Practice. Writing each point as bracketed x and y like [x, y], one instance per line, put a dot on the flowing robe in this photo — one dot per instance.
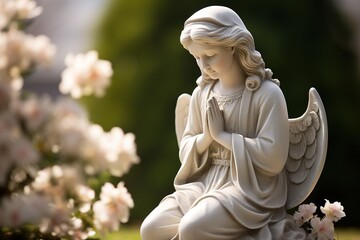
[259, 127]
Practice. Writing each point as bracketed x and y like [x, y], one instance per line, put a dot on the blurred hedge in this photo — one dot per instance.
[305, 43]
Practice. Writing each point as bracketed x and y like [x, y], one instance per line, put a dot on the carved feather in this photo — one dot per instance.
[307, 150]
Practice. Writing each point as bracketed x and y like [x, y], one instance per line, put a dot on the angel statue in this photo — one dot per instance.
[244, 163]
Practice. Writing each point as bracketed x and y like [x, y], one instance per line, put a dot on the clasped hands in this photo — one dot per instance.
[214, 120]
[214, 129]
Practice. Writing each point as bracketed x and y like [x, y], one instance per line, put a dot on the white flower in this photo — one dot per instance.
[304, 213]
[85, 75]
[113, 150]
[41, 49]
[113, 207]
[19, 52]
[333, 211]
[13, 10]
[35, 112]
[322, 229]
[23, 152]
[123, 145]
[26, 9]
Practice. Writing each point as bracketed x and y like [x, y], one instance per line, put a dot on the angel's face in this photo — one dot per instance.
[213, 61]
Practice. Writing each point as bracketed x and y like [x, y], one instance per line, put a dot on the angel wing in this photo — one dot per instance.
[181, 114]
[307, 150]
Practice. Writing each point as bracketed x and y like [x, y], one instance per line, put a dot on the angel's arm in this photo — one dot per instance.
[268, 146]
[194, 128]
[216, 124]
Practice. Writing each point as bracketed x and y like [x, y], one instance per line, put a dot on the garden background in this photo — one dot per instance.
[305, 43]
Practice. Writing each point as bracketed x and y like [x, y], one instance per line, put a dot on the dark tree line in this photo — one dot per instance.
[305, 43]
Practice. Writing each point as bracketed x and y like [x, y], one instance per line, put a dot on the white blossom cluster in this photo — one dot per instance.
[49, 149]
[319, 228]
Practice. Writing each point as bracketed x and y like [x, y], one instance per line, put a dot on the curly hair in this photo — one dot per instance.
[226, 29]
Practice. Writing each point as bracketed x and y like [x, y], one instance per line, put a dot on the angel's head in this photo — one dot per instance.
[221, 26]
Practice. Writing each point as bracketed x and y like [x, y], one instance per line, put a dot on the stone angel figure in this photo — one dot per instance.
[244, 163]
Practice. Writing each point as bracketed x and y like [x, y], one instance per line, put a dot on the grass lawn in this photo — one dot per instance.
[132, 233]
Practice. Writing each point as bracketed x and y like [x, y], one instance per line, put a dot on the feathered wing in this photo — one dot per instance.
[181, 114]
[307, 150]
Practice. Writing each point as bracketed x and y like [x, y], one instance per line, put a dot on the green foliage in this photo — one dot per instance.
[303, 42]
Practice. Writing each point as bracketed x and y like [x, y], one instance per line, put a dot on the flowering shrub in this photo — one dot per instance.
[50, 152]
[316, 227]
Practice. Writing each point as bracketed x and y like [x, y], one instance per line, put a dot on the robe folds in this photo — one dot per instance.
[253, 189]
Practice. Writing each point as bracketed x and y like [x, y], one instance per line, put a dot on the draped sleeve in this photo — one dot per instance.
[192, 163]
[260, 154]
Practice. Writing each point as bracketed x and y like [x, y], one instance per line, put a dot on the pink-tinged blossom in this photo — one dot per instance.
[13, 10]
[35, 112]
[322, 229]
[41, 49]
[305, 213]
[113, 150]
[333, 211]
[123, 145]
[19, 52]
[113, 207]
[85, 74]
[23, 152]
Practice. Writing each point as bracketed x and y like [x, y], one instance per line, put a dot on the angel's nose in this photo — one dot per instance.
[203, 64]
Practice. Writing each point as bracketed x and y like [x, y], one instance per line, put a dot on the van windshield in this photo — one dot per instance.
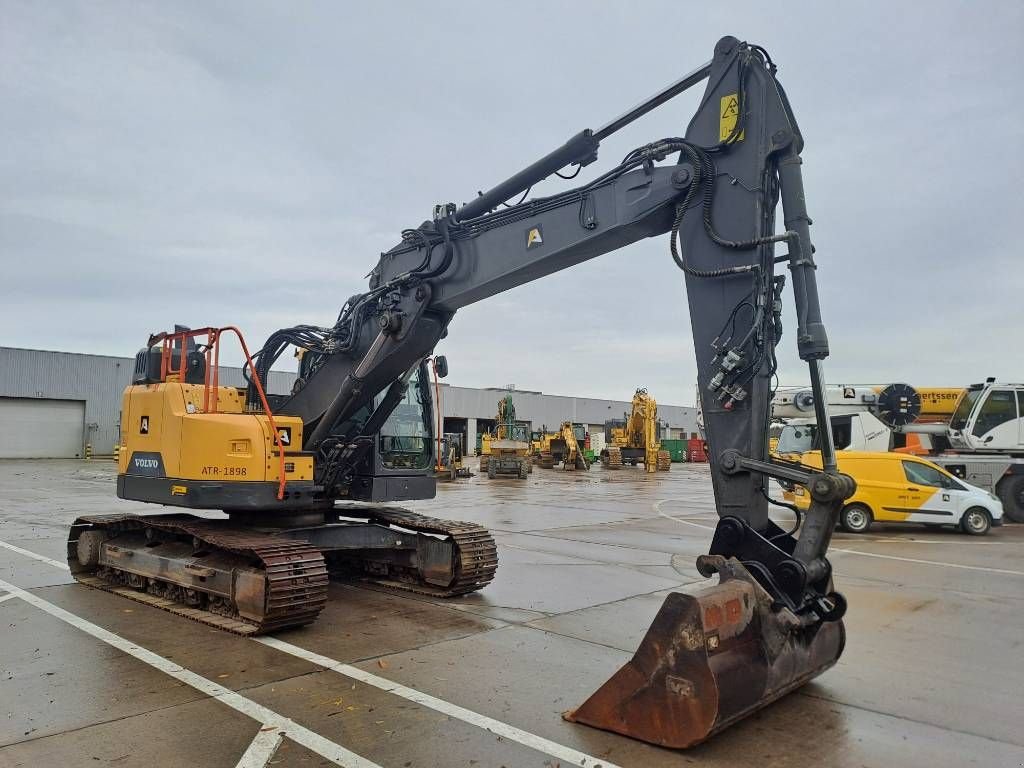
[964, 408]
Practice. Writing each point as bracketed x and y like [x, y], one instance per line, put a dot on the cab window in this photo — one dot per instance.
[998, 409]
[922, 474]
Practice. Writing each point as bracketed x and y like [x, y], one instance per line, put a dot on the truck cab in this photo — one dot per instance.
[898, 487]
[989, 417]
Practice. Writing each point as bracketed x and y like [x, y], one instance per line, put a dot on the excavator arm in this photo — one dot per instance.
[773, 621]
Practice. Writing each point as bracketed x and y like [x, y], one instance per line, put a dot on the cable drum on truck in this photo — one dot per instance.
[898, 404]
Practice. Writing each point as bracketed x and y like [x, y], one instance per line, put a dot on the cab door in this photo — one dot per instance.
[931, 495]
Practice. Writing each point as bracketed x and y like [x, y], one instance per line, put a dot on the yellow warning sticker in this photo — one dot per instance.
[728, 117]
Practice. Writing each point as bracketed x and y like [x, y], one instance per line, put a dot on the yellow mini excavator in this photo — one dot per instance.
[636, 438]
[309, 478]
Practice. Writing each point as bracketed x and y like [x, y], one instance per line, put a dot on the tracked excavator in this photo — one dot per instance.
[309, 479]
[565, 445]
[637, 439]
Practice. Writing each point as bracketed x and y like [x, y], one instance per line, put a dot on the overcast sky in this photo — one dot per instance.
[246, 163]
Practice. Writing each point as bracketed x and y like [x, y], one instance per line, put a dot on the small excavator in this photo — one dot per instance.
[636, 439]
[564, 446]
[309, 478]
[508, 449]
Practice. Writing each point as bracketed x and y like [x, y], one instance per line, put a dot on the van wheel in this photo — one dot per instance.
[856, 518]
[1011, 493]
[976, 521]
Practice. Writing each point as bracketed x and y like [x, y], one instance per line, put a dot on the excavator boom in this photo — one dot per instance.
[358, 421]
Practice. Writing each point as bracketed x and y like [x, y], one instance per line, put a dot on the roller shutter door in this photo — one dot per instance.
[33, 428]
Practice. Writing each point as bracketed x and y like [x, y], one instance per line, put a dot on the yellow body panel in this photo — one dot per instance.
[882, 483]
[230, 444]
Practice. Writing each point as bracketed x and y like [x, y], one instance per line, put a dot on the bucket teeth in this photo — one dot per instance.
[710, 658]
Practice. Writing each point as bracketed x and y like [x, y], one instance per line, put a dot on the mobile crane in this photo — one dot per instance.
[308, 478]
[565, 445]
[976, 433]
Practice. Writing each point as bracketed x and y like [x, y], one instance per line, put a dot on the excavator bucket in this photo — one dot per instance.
[711, 657]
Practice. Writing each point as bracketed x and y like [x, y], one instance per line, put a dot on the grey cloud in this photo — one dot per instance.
[246, 164]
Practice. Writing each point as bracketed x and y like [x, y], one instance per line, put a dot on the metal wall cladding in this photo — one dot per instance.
[98, 380]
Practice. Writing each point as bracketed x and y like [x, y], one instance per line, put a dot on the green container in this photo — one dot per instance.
[676, 449]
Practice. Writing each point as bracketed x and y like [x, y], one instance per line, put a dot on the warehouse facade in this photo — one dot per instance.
[52, 404]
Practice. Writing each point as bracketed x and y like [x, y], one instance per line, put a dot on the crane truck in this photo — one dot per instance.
[975, 433]
[309, 478]
[636, 438]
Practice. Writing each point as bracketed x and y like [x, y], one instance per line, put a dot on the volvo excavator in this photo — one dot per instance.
[308, 479]
[637, 439]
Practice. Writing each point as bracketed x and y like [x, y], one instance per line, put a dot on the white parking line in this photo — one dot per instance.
[323, 747]
[34, 556]
[262, 749]
[657, 508]
[929, 562]
[555, 750]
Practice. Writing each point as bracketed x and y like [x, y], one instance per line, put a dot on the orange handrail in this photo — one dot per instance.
[437, 397]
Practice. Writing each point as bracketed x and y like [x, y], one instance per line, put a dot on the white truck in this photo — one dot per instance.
[975, 433]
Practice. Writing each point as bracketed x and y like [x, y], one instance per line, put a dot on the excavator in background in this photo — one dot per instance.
[975, 433]
[564, 446]
[309, 478]
[508, 448]
[637, 439]
[448, 457]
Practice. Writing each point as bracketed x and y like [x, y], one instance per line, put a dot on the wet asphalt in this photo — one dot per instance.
[931, 676]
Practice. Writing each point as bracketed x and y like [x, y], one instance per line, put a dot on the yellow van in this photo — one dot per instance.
[900, 487]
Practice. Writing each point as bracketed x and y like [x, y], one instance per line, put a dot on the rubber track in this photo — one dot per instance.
[296, 571]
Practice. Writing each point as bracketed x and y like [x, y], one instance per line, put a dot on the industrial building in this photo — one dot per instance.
[52, 404]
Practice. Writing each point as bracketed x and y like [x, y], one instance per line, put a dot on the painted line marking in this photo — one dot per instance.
[555, 750]
[657, 508]
[262, 749]
[1005, 571]
[313, 741]
[34, 556]
[564, 754]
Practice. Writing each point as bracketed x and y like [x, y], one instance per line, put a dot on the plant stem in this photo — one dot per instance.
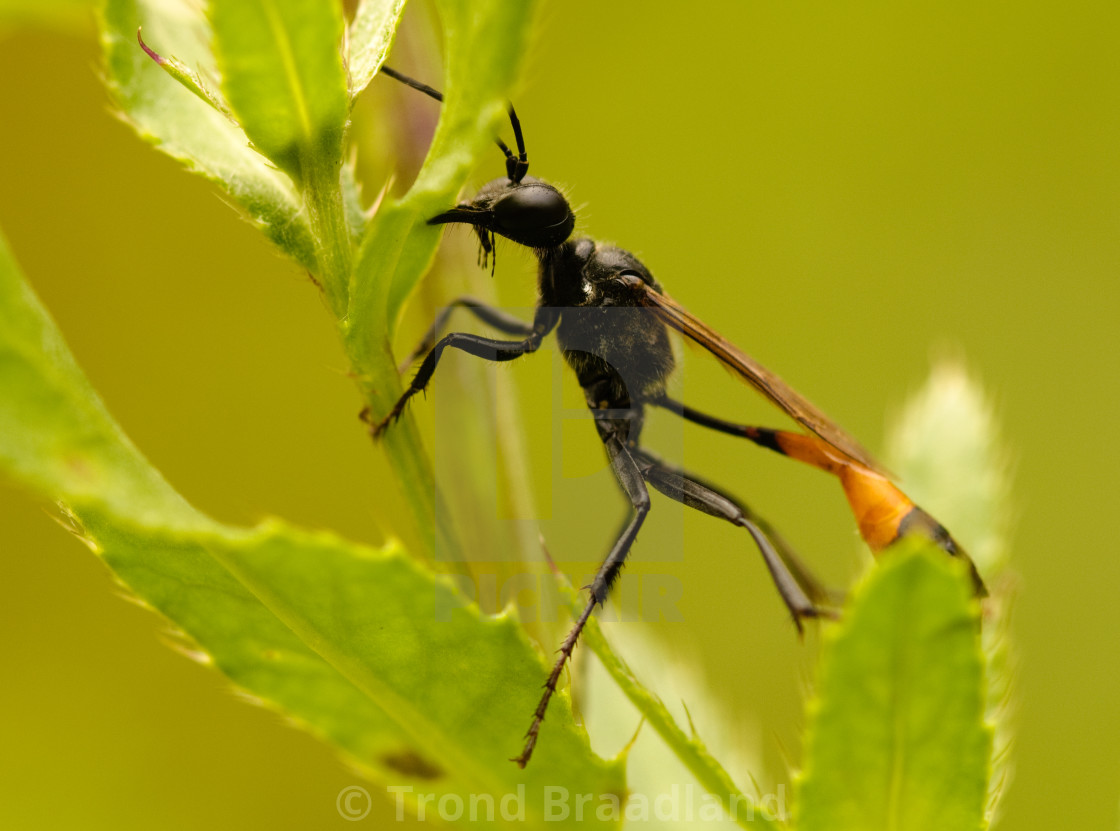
[323, 198]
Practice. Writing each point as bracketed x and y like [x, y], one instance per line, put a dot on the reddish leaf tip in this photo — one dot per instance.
[152, 54]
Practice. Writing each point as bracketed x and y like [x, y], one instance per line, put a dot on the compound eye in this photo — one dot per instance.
[534, 214]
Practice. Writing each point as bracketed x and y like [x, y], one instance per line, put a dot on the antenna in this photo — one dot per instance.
[515, 166]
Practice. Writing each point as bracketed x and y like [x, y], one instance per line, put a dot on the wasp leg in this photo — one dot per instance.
[821, 595]
[484, 347]
[498, 319]
[630, 477]
[703, 497]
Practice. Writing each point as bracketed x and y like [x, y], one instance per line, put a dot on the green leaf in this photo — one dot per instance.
[364, 647]
[370, 37]
[946, 447]
[688, 747]
[896, 737]
[187, 128]
[282, 74]
[485, 40]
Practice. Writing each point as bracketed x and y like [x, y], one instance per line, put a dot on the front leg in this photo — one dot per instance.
[484, 347]
[497, 318]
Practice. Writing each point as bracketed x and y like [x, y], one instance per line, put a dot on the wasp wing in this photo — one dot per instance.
[796, 405]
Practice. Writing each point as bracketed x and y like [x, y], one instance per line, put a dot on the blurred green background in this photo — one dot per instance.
[841, 189]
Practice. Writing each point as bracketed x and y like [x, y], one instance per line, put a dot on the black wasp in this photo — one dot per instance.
[612, 321]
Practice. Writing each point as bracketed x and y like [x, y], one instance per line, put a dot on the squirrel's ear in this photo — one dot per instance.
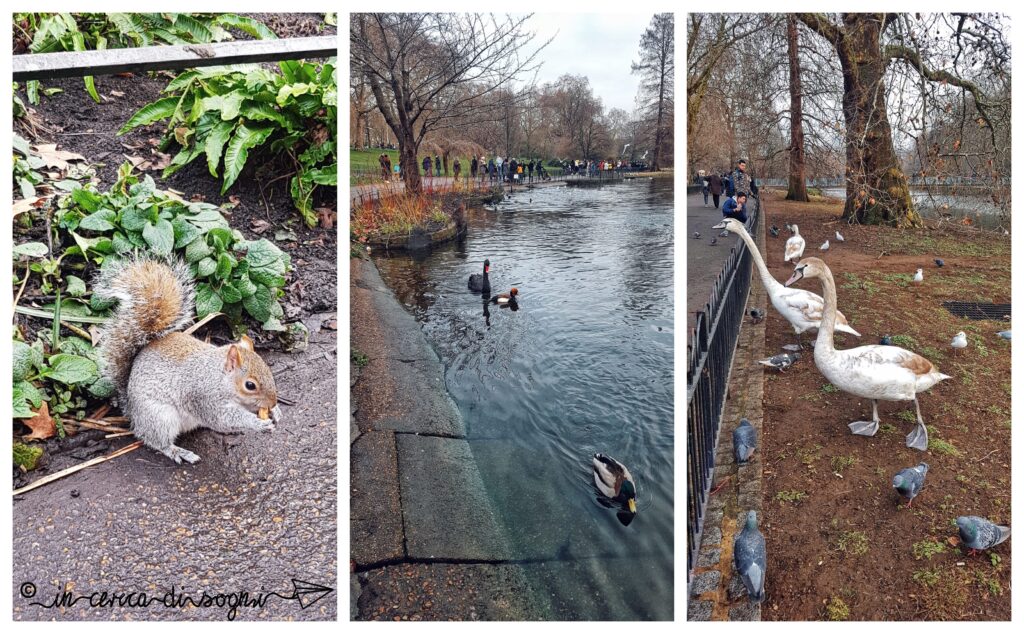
[233, 358]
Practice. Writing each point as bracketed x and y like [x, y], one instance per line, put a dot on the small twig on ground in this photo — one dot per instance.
[59, 474]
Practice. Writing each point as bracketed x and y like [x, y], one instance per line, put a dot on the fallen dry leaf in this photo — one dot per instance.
[54, 158]
[327, 216]
[42, 424]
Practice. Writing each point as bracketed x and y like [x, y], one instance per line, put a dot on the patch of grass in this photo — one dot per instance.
[926, 549]
[837, 609]
[359, 358]
[842, 463]
[927, 578]
[852, 542]
[793, 497]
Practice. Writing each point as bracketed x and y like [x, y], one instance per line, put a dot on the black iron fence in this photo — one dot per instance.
[711, 347]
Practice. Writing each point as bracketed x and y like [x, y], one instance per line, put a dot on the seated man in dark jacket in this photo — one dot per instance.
[735, 209]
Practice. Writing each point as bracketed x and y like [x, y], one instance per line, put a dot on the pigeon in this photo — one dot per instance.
[979, 534]
[780, 362]
[960, 341]
[744, 440]
[909, 481]
[751, 559]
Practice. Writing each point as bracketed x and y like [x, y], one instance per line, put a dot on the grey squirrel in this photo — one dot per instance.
[169, 382]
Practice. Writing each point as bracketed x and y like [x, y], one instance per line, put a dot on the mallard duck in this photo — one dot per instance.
[505, 299]
[613, 480]
[795, 246]
[876, 372]
[801, 308]
[481, 283]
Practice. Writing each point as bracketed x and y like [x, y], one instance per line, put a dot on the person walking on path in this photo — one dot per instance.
[740, 180]
[715, 186]
[735, 209]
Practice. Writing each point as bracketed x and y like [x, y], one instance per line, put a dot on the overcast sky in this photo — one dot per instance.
[599, 45]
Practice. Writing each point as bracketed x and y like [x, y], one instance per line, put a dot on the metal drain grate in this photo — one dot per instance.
[976, 310]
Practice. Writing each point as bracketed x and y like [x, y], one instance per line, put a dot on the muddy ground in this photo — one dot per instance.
[841, 543]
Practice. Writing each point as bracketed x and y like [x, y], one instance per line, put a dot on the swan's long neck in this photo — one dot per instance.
[771, 284]
[825, 342]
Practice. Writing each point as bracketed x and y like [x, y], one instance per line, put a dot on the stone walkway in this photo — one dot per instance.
[426, 543]
[716, 592]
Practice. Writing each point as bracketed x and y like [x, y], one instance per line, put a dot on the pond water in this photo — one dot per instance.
[933, 205]
[585, 365]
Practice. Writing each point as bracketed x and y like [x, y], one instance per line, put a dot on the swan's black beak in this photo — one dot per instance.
[796, 277]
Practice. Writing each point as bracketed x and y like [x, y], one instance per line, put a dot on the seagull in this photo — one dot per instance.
[960, 341]
[780, 362]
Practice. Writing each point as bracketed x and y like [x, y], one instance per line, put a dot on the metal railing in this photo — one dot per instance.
[712, 344]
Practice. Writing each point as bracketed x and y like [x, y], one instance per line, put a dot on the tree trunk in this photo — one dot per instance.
[877, 188]
[798, 182]
[408, 162]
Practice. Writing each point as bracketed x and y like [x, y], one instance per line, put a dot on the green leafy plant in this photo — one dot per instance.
[233, 276]
[47, 33]
[224, 113]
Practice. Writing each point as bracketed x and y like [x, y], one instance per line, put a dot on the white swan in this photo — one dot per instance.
[795, 246]
[803, 309]
[876, 372]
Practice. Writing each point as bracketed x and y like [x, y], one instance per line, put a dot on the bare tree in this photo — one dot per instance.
[878, 189]
[433, 71]
[798, 182]
[656, 70]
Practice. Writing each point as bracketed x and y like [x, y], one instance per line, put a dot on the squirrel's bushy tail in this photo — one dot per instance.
[157, 297]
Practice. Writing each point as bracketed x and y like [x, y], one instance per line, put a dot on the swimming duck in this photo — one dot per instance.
[505, 299]
[795, 246]
[481, 283]
[876, 372]
[613, 480]
[802, 308]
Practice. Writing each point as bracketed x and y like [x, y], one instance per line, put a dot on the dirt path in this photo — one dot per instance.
[841, 543]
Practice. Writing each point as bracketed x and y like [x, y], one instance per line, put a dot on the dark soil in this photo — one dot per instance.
[76, 123]
[852, 541]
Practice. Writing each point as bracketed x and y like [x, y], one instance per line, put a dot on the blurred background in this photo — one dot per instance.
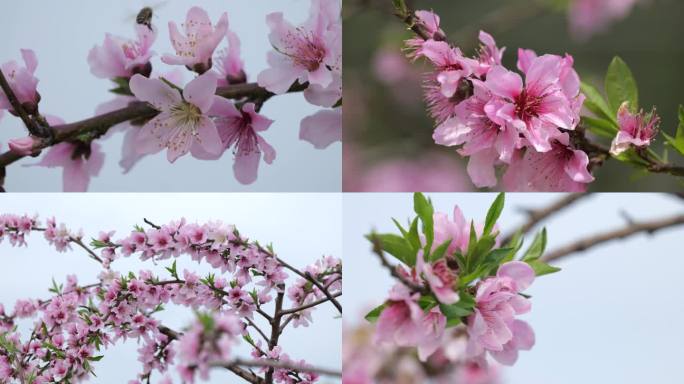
[27, 272]
[63, 32]
[386, 128]
[613, 314]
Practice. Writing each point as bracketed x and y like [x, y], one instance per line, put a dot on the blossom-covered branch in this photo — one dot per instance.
[533, 130]
[218, 110]
[80, 321]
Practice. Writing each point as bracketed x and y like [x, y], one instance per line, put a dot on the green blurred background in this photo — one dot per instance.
[385, 120]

- - - - - - -

### Aim
Set down exactly, from the line that contains "the squirrel's bushy" through the last line of the data, each line as it stands, and leave the pictures out.

### Written answer
Practice. Writing each point as bracketed x and y like [x, y], one instance per line, put a dot on the squirrel's bushy tail in this photo — one dot per instance.
[157, 297]
Practice. Writing each point as bracketed x and y like [x, y], one instance per line, put a dot on the swimming duck in this photo — one dot per instance.
[505, 299]
[795, 246]
[481, 283]
[876, 372]
[613, 480]
[802, 308]
Practice. Writing each point as bracketed x and y like [x, y], one instance per line, put a dot on the dirt path in this photo — one dot per instance.
[841, 543]
Practice. Writing each point as bracketed x and y like [x, y], one instance per line, put a dot on the dark soil in this photo — one dot per instance.
[76, 123]
[852, 541]
Practice. Writing each point as bracketed x and y like [x, y], one instance per line, put a dot on the blurred background in this photo — one dot per instance.
[27, 272]
[63, 32]
[386, 128]
[613, 314]
Practice. Writing each point as bracketed x and y like [x, y], one instance per line, put a dot on the blossom-covered branch in this photo — one dot per instance.
[533, 130]
[218, 110]
[80, 321]
Practice. Writing each point as bracketed x and y like [x, y], one instance per line, put a dot on the green blurred background in this photo — one dot per instance.
[385, 120]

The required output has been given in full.